··· Listing ···

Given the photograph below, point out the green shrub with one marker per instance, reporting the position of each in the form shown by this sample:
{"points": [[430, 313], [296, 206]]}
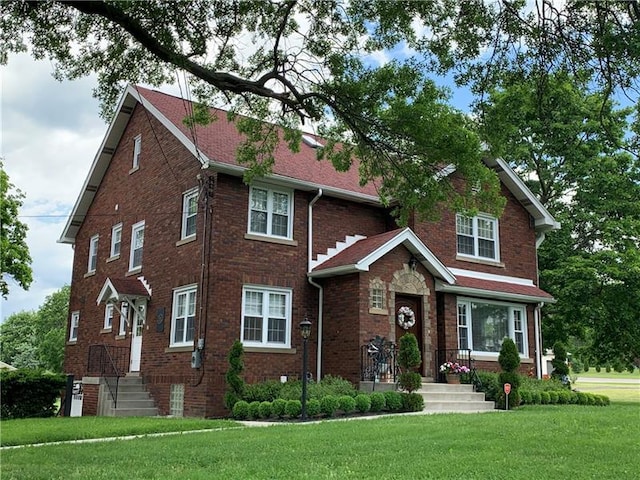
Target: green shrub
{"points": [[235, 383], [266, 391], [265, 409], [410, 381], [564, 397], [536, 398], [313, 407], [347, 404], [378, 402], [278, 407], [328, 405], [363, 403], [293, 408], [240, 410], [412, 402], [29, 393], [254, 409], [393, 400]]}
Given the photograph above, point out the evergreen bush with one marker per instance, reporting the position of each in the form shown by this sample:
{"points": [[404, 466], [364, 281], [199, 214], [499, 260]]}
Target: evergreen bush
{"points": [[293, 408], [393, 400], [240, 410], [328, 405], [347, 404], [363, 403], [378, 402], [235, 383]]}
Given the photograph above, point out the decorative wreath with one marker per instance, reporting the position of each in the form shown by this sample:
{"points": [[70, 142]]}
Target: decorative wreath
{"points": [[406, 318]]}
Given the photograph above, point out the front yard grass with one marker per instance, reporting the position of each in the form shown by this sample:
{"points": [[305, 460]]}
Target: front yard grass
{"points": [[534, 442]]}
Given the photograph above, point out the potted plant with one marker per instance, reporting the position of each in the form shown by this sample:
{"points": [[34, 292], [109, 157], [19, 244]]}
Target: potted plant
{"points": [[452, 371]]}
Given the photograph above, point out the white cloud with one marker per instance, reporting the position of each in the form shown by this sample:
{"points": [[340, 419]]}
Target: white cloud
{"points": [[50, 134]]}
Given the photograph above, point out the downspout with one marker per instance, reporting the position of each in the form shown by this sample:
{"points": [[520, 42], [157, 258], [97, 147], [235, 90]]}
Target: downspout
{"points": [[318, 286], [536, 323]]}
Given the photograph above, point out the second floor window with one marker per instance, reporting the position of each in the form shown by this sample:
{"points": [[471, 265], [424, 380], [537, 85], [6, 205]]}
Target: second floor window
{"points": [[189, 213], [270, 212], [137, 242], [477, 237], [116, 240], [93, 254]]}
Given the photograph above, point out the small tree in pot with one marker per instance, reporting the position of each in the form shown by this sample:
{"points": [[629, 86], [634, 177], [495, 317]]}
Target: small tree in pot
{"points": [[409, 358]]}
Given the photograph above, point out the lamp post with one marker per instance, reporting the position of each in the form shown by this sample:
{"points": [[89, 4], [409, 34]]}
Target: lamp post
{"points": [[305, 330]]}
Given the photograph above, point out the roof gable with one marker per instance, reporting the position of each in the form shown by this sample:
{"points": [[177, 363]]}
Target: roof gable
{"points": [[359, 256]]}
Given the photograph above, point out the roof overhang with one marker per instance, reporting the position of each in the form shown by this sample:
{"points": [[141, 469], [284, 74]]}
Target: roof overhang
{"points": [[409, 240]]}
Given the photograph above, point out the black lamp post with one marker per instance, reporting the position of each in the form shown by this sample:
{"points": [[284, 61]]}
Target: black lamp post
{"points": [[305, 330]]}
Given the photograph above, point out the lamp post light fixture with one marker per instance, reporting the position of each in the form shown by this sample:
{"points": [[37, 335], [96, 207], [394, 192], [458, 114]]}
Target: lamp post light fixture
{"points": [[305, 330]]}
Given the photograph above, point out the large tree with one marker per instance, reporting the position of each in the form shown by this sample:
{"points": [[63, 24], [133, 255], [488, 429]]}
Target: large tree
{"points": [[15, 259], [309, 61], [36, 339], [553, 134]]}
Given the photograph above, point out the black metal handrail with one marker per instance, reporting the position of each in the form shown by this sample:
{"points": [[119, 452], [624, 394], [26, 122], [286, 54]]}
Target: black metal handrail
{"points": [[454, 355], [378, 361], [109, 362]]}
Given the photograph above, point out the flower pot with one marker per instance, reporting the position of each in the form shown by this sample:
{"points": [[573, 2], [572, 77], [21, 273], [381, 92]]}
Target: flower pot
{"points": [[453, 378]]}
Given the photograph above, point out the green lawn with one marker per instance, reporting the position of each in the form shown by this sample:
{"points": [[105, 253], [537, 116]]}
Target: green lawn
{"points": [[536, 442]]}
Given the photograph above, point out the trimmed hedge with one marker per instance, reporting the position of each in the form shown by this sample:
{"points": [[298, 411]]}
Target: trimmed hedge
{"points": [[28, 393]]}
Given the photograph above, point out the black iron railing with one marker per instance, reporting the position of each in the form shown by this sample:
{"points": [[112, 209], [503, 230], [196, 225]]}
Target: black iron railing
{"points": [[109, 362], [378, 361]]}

···

Replace "photograph" with "image" in the records, starting at the very beginning and ending at the line that contains "Target: green shrub". Change nothing else, and leave the pictures out of your answer.

_Task result_
Given the image below, point out the green shrub with one marker per instance, reporting the position of each in the form shown by this sample:
{"points": [[430, 313], [296, 206]]}
Target: green shrub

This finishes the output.